# [Written task]
Write out the listing below again, precisely as it is given.

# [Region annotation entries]

......

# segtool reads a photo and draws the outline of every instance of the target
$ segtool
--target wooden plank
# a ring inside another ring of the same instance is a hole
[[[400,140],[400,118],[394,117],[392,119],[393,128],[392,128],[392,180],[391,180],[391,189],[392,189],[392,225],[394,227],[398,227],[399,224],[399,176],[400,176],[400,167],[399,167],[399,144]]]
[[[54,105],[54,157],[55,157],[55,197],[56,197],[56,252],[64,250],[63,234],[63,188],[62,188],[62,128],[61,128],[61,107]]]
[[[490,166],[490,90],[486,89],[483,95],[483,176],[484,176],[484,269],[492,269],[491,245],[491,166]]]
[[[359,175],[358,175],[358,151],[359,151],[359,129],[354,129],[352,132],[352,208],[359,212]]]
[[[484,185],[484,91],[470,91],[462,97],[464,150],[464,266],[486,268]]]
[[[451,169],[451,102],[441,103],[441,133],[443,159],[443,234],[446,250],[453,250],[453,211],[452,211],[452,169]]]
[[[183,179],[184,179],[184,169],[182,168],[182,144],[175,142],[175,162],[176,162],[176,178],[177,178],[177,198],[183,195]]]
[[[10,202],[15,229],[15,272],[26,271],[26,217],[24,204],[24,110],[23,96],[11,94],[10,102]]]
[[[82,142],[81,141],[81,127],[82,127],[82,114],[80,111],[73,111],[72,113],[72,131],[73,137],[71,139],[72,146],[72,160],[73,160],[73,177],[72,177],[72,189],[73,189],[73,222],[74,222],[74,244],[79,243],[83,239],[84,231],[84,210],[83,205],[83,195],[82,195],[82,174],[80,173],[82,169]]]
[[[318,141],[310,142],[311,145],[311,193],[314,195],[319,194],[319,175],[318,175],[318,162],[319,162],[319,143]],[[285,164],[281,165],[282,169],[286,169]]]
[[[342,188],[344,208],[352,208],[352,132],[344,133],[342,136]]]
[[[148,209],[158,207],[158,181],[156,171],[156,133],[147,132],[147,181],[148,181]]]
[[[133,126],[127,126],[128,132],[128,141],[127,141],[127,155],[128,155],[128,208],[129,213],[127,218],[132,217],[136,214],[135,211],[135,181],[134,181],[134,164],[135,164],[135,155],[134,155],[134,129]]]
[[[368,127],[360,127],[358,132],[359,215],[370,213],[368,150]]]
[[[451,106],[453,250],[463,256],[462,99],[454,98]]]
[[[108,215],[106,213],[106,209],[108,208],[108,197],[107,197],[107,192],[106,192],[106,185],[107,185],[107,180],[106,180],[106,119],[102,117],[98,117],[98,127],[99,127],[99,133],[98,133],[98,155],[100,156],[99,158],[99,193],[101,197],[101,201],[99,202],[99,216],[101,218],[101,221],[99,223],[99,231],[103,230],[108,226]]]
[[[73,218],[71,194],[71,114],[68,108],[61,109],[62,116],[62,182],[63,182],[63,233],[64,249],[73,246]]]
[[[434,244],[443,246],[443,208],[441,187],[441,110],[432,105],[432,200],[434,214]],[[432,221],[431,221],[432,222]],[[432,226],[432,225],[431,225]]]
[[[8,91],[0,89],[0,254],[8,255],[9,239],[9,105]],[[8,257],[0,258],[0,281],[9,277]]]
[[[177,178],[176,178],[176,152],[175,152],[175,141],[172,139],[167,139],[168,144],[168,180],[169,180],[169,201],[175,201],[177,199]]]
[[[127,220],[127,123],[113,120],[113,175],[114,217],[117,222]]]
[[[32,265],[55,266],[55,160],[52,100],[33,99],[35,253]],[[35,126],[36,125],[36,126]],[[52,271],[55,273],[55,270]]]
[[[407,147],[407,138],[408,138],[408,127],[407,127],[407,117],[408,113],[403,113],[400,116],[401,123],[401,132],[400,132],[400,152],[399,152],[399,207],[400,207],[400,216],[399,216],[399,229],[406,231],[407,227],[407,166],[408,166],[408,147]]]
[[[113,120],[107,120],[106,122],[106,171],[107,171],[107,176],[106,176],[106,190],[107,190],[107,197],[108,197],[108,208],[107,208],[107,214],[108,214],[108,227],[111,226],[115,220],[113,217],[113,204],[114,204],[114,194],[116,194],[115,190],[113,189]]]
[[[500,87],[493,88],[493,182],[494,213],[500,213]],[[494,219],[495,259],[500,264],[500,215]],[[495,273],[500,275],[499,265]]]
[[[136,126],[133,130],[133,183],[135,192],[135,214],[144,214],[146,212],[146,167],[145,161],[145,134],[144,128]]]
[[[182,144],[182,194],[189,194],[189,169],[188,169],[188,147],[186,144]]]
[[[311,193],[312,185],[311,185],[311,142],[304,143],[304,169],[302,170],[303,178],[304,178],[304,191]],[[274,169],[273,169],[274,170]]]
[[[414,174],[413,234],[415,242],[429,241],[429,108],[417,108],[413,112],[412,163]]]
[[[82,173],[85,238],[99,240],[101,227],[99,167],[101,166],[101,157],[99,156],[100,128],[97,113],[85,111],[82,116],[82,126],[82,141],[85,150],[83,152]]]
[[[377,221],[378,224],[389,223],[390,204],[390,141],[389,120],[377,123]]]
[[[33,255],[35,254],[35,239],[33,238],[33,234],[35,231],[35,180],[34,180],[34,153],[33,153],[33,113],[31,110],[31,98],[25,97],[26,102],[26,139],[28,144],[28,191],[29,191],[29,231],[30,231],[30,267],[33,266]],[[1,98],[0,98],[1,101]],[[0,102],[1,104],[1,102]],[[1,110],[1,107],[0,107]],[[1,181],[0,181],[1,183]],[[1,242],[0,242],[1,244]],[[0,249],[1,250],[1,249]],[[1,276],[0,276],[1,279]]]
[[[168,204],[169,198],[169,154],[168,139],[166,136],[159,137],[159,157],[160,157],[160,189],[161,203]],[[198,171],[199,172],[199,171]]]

......

# [Complete output]
# segtool reads a photo and draws the outline of every instance of the target
$ segtool
--target wooden plank
# a ring inside another ring of the same instance is a hole
[[[400,140],[400,118],[394,117],[392,119],[393,128],[392,128],[392,180],[391,180],[391,189],[392,189],[392,225],[394,227],[398,227],[399,224],[399,176],[400,176],[400,167],[399,167],[399,144]]]
[[[54,105],[54,157],[55,157],[55,197],[56,197],[56,252],[64,250],[63,234],[63,188],[62,188],[62,128],[61,128],[61,107]]]
[[[490,166],[490,90],[486,89],[483,95],[483,176],[484,176],[484,269],[492,269],[491,245],[491,166]]]
[[[359,175],[358,175],[358,151],[359,151],[359,129],[354,129],[352,132],[352,208],[359,212]]]
[[[484,185],[484,91],[470,91],[462,97],[464,150],[464,266],[486,268]]]
[[[451,169],[451,102],[441,103],[441,133],[443,159],[443,234],[446,250],[453,250],[453,211],[452,211],[452,169]]]
[[[183,179],[184,179],[184,169],[182,168],[182,144],[175,142],[175,162],[176,162],[176,178],[177,178],[177,198],[183,195]]]
[[[10,202],[15,229],[15,272],[26,271],[26,217],[24,204],[24,110],[23,96],[11,94],[10,102]]]
[[[82,142],[81,141],[81,127],[82,127],[82,114],[80,111],[73,111],[72,113],[72,131],[73,137],[71,139],[72,146],[72,160],[73,160],[73,177],[72,177],[72,189],[73,189],[73,222],[74,222],[74,244],[79,243],[83,239],[84,231],[84,210],[83,205],[83,195],[82,195],[82,174],[80,173],[82,169]]]
[[[318,141],[310,142],[311,145],[311,193],[314,195],[319,194],[319,175],[318,175],[318,162],[319,162],[319,143]],[[285,164],[281,165],[282,169],[286,169]]]
[[[342,188],[344,208],[352,208],[352,132],[344,133],[342,136]]]
[[[148,209],[158,207],[158,181],[156,171],[156,133],[147,132],[147,181],[148,181]]]
[[[133,126],[127,126],[128,132],[128,141],[127,141],[127,155],[128,155],[128,208],[129,213],[127,218],[132,217],[136,214],[135,211],[135,181],[134,181],[134,164],[135,164],[135,155],[134,155],[134,129]]]
[[[368,127],[360,127],[358,132],[359,215],[370,213],[368,150]]]
[[[451,106],[453,250],[463,256],[462,99],[454,98]]]
[[[108,215],[106,213],[106,209],[108,208],[108,197],[107,197],[107,192],[106,192],[106,185],[107,185],[107,180],[106,180],[106,119],[102,117],[98,117],[98,127],[99,127],[99,133],[98,133],[98,155],[100,156],[99,158],[99,193],[101,197],[101,201],[99,202],[99,216],[101,218],[101,221],[99,223],[99,231],[103,230],[108,226]]]
[[[73,218],[71,194],[71,114],[68,108],[61,109],[62,116],[62,182],[63,182],[63,233],[64,249],[73,246]]]
[[[434,244],[443,246],[443,208],[441,187],[441,110],[432,105],[432,200],[434,214]],[[432,221],[431,221],[432,222]],[[432,226],[432,225],[431,225]]]
[[[8,91],[0,89],[0,254],[8,255],[9,239],[9,105]],[[8,257],[0,258],[0,281],[9,277]]]
[[[177,178],[176,178],[176,152],[175,152],[175,141],[172,139],[167,139],[168,144],[168,180],[169,180],[169,201],[175,201],[177,199]]]
[[[127,220],[127,123],[113,120],[113,175],[114,217],[117,222]]]
[[[32,265],[55,266],[55,160],[52,100],[33,99],[35,253]],[[35,126],[36,125],[36,126]],[[52,271],[55,273],[55,270]]]
[[[407,147],[407,138],[408,138],[408,127],[407,127],[407,117],[408,113],[403,113],[400,116],[401,123],[401,132],[400,132],[400,152],[399,152],[399,207],[400,207],[400,216],[399,216],[399,229],[406,231],[407,227],[407,166],[408,166],[408,147]]]
[[[113,120],[107,120],[106,122],[106,171],[107,171],[107,176],[106,176],[106,190],[107,190],[107,197],[108,197],[108,208],[107,208],[107,214],[108,214],[108,227],[111,226],[115,220],[113,217],[113,204],[114,204],[114,194],[116,194],[115,190],[113,189]]]
[[[500,87],[493,88],[493,182],[494,213],[500,213]],[[494,219],[495,259],[500,264],[500,215]],[[495,273],[500,275],[499,265]]]
[[[136,126],[133,130],[133,183],[135,192],[135,214],[144,214],[146,212],[146,167],[145,161],[145,134],[144,128]]]
[[[182,144],[182,194],[189,194],[189,169],[188,169],[188,147],[186,144]]]
[[[311,193],[312,185],[311,185],[311,142],[304,143],[304,169],[302,170],[303,178],[304,178],[304,191]],[[274,169],[273,169],[274,170]]]
[[[414,174],[413,234],[415,242],[429,241],[429,108],[417,108],[413,112],[412,163]]]
[[[82,173],[85,238],[99,240],[101,227],[99,167],[101,166],[101,157],[99,156],[100,128],[97,113],[85,111],[82,116],[82,126],[82,141],[85,150],[83,152]]]
[[[377,221],[378,224],[389,223],[390,204],[390,141],[389,120],[377,123]]]
[[[33,255],[35,254],[35,239],[33,238],[33,234],[35,231],[35,180],[34,180],[34,153],[33,153],[33,113],[31,110],[31,98],[25,97],[26,102],[26,139],[28,144],[28,191],[29,191],[29,231],[30,231],[30,267],[33,266]],[[1,98],[0,98],[1,101]],[[0,102],[1,104],[1,102]],[[1,110],[1,107],[0,107]],[[1,181],[0,181],[1,183]],[[1,242],[0,242],[1,244]],[[0,249],[1,250],[1,249]],[[1,276],[0,276],[1,279]]]
[[[168,204],[169,198],[169,154],[168,139],[166,136],[159,137],[159,157],[160,157],[160,189],[161,203]],[[198,171],[199,172],[199,171]]]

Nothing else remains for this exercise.